EXTRACT PROVIDED:
This throws an ArgumentException with the message DbArithmeticExpression arguments must have a numeric common type.
Why does it seem like they downgraded the ability for Linq queries in EF than in L2S?

Edit (9/2/2012): Updated to reflect .NET 4.5 and added few more missing features
This is not the answer - it cannot be because the only qualified person who can answer your question is probably a product manager from ADO.NET team.
If you check feature set of old datasets then linq-to-sql and then EF you will find that critical features are removed in newer APIs because newer APIs are developed in much shorter times with big effort to deliver new fancy features.
Just list of some critical features available in DataSets but not available in later APIs:
Batch processing
Unique keys
Features available in Linq-to-Sql but not supported in EF (perhaps the list is not fully correct, I haven't used L2S for a long time):
Logging database activity
Lazy loaded properties
Left outer join (DefaultIfEmpty) since the first version (EF has it since EFv4)

DIRECTIVE A: In the forum excerpt comparing Entity Framework with Linq-to-Sql, since which version has EF supported left outer join (DefaultIfEmpty)?
The text and the records are unrelated to each other.

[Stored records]
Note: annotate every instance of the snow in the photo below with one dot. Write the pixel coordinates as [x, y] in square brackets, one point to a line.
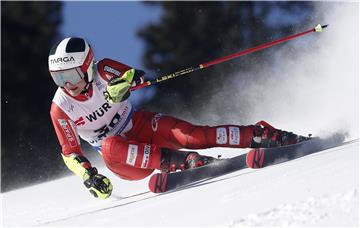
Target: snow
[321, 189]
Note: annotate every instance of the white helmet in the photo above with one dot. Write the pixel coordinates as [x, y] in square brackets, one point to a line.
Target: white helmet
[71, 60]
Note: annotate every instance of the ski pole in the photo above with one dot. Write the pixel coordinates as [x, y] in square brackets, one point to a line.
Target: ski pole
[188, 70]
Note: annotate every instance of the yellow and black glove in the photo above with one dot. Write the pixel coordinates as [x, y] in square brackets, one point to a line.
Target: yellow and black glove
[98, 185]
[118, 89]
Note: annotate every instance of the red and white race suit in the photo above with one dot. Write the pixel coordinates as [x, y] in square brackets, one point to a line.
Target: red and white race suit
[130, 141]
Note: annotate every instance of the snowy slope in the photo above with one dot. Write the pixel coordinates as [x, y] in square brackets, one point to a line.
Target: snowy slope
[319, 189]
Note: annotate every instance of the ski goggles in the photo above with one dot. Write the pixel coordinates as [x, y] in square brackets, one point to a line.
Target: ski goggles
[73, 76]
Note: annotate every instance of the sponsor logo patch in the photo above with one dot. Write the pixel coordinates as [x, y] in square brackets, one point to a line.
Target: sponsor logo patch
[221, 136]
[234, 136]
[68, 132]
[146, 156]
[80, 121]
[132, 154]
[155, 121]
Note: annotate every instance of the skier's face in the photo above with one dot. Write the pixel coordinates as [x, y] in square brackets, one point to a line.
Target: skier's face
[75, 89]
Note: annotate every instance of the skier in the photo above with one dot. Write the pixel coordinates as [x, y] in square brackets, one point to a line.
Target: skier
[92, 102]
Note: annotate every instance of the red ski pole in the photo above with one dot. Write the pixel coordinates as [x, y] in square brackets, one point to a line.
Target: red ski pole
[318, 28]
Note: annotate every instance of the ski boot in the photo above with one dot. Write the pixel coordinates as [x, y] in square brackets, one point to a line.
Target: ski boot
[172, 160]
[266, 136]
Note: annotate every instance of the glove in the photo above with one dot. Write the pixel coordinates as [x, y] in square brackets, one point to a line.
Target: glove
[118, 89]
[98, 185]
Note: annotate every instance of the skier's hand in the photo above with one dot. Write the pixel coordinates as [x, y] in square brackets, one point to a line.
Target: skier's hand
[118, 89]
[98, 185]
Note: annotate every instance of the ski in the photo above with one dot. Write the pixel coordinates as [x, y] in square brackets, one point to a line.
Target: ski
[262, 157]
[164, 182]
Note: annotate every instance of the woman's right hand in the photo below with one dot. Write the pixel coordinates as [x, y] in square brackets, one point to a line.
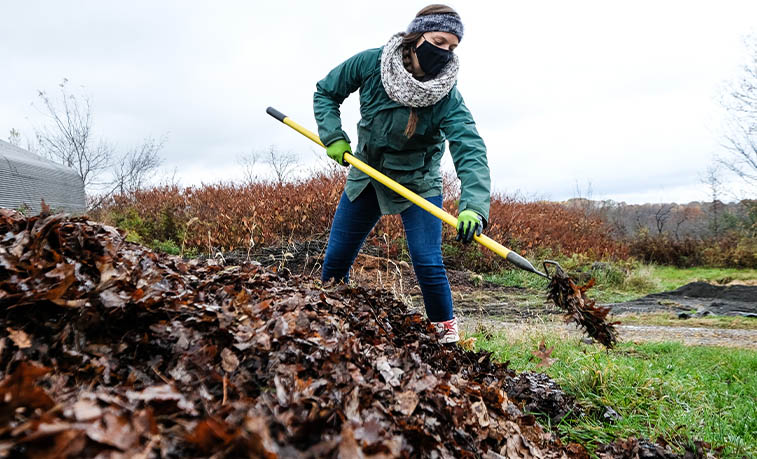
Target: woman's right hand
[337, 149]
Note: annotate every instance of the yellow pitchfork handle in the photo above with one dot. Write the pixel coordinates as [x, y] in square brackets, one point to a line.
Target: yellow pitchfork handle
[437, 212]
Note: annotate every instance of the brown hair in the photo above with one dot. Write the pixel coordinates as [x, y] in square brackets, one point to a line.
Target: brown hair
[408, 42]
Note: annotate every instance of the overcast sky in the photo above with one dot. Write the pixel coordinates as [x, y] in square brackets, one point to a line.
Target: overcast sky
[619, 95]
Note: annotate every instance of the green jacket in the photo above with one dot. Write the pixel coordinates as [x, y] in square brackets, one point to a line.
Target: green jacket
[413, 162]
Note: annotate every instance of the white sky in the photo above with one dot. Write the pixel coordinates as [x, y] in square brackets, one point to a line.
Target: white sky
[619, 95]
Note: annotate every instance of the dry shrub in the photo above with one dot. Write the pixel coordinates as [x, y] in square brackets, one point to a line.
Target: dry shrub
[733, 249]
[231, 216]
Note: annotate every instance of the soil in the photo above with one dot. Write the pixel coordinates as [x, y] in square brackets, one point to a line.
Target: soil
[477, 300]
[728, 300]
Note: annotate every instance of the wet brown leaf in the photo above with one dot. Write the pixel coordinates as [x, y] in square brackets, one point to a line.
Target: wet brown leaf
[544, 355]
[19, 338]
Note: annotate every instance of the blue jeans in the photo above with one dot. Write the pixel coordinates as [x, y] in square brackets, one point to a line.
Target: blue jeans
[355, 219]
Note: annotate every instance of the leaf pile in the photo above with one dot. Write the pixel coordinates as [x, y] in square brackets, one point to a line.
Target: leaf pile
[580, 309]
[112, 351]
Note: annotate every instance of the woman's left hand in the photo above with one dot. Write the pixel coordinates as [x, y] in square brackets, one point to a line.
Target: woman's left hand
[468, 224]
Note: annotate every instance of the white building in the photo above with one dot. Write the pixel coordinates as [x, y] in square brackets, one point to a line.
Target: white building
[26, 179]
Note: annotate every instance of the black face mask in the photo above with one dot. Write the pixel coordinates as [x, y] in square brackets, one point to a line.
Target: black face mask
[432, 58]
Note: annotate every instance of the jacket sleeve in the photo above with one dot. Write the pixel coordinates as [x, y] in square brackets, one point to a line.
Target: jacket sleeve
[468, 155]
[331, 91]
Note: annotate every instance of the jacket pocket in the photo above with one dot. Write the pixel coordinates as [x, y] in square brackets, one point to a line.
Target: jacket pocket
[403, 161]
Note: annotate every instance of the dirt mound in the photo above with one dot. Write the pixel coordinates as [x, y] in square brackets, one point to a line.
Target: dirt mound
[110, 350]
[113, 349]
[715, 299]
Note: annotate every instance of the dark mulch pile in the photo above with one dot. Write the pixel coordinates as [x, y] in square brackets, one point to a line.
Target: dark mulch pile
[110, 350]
==
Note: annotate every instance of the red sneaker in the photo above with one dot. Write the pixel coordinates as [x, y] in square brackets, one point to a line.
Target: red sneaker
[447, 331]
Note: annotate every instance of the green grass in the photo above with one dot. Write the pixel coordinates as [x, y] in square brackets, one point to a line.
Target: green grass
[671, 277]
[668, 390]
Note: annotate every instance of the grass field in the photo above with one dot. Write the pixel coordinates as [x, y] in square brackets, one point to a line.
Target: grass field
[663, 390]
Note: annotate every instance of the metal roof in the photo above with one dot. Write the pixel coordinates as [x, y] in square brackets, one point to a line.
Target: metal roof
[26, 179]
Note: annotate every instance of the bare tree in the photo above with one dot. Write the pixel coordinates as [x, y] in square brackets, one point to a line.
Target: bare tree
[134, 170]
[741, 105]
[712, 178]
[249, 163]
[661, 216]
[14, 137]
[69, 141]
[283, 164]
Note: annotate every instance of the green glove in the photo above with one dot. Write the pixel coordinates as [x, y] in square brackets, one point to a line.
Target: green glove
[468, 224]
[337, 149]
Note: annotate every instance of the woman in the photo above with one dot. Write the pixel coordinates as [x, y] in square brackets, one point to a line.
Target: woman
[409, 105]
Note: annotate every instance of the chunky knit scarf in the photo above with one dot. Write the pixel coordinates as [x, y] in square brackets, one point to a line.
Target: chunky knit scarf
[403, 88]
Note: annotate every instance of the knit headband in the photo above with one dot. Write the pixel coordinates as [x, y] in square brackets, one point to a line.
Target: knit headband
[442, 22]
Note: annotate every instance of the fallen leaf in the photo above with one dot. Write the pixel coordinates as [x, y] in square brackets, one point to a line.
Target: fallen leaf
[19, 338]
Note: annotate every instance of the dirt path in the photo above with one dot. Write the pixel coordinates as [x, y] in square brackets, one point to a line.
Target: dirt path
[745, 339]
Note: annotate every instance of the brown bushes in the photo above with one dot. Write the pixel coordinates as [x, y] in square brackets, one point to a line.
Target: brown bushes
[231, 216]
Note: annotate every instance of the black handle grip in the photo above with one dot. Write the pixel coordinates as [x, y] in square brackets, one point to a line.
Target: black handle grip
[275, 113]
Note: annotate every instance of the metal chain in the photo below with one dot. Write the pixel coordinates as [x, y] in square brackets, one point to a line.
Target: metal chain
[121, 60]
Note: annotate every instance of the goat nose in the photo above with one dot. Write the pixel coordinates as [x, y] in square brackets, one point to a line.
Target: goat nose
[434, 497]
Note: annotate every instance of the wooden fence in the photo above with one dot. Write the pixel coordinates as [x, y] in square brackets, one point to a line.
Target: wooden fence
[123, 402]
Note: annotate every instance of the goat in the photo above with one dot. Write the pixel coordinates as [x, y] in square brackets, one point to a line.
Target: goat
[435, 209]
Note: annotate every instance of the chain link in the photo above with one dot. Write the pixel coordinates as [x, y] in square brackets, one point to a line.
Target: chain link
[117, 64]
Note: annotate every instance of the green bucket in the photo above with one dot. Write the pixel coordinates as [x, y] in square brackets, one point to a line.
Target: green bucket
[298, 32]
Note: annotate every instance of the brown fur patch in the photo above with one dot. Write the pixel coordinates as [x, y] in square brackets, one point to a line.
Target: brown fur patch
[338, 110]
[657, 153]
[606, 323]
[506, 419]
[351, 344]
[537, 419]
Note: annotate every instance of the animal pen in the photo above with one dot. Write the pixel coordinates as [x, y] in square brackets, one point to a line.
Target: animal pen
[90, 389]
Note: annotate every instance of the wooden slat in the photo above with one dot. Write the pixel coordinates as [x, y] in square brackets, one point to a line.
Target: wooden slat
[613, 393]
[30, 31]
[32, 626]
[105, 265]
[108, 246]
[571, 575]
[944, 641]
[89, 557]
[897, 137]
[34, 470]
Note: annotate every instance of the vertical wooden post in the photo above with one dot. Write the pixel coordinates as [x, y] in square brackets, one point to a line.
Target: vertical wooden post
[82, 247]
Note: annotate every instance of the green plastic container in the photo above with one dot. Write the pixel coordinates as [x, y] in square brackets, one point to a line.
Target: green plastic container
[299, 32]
...
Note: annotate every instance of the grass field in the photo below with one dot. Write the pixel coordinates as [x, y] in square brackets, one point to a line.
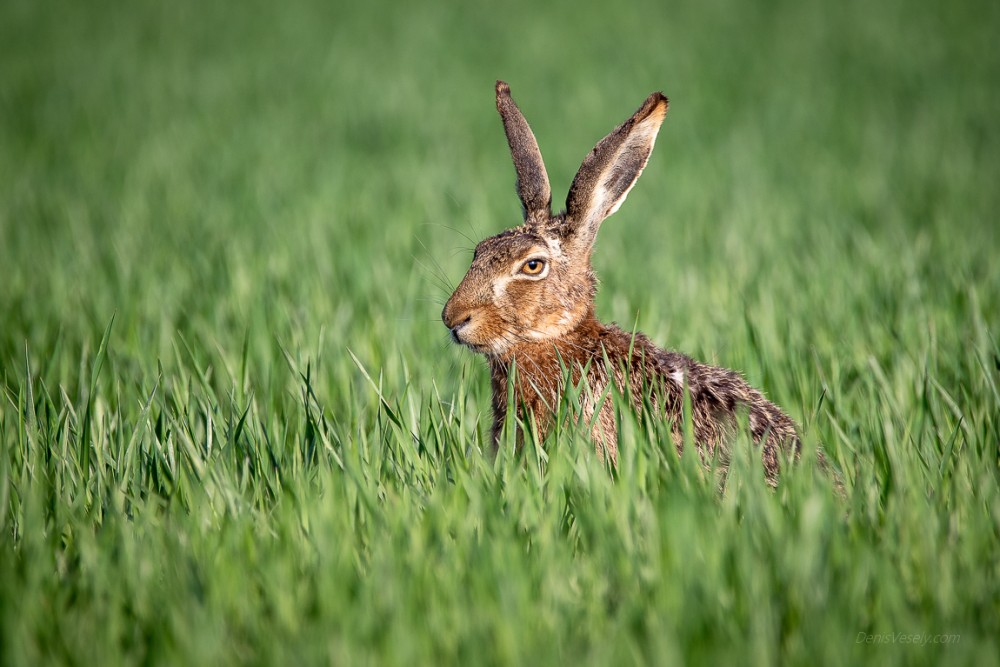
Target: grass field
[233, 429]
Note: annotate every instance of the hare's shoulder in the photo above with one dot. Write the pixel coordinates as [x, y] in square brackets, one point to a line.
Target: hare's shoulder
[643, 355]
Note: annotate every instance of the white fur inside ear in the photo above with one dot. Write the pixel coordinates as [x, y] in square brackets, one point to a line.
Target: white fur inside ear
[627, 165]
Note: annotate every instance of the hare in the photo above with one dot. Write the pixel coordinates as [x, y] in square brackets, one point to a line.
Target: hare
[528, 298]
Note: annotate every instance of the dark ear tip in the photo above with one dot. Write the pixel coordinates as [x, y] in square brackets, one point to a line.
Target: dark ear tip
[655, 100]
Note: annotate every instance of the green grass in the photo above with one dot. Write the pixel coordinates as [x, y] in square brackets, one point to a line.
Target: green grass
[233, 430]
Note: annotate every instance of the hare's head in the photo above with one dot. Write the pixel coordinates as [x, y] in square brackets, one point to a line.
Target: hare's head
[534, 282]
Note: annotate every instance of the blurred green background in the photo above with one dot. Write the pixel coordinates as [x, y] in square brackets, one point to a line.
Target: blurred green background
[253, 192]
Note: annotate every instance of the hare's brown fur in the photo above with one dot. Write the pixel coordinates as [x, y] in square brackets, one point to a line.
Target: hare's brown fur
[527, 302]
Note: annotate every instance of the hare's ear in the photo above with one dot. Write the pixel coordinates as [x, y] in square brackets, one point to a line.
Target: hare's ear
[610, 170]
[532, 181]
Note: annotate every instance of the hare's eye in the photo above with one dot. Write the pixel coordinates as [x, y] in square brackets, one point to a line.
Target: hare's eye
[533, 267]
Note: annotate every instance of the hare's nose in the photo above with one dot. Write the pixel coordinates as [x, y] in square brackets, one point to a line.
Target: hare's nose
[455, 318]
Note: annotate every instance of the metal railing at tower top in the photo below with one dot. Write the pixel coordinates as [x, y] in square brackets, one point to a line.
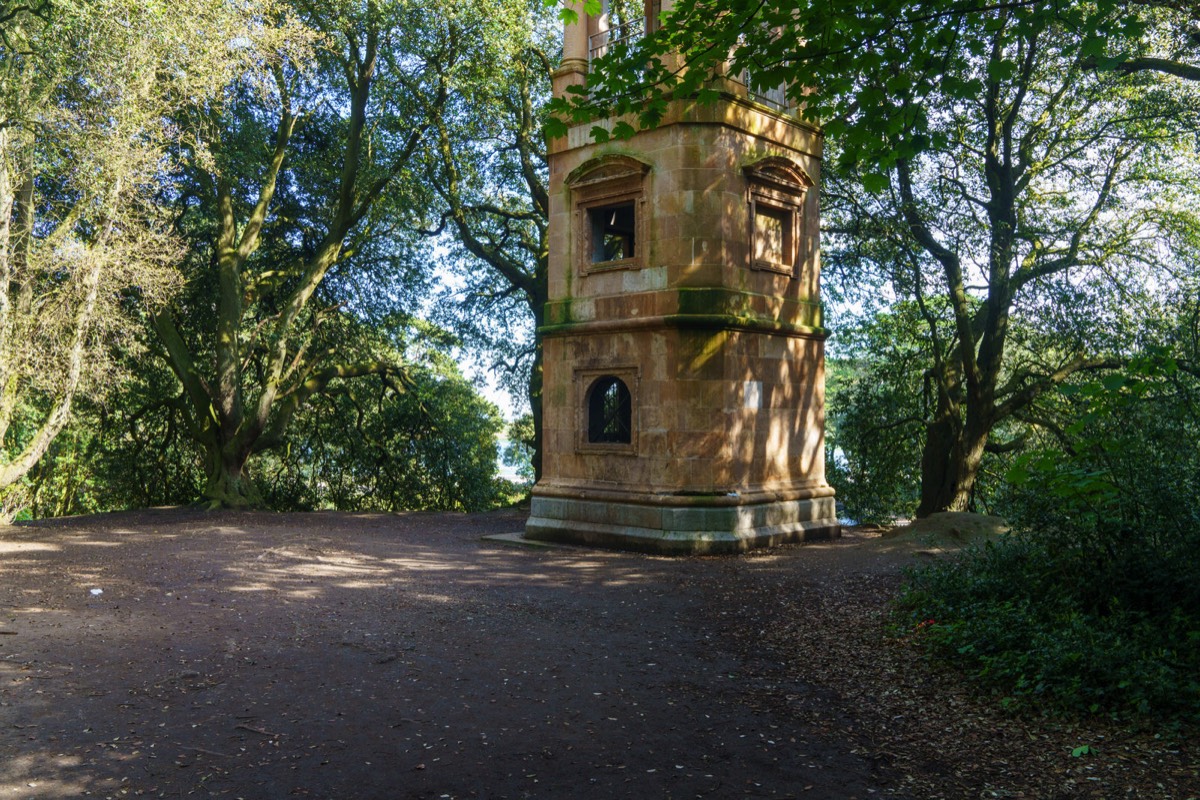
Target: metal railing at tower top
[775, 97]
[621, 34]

DIRECTIVE B: Collect every line of the records that contains the string "slope". Case counts.

TASK OUTPUT A: EF has supported it since EFv4.

TASK OUTPUT B:
Note: annotate every instance of the snowy slope in the photo above with one dot. Write the pixel coordinates as [x, y] in square brackets, one point to a line.
Target: snowy slope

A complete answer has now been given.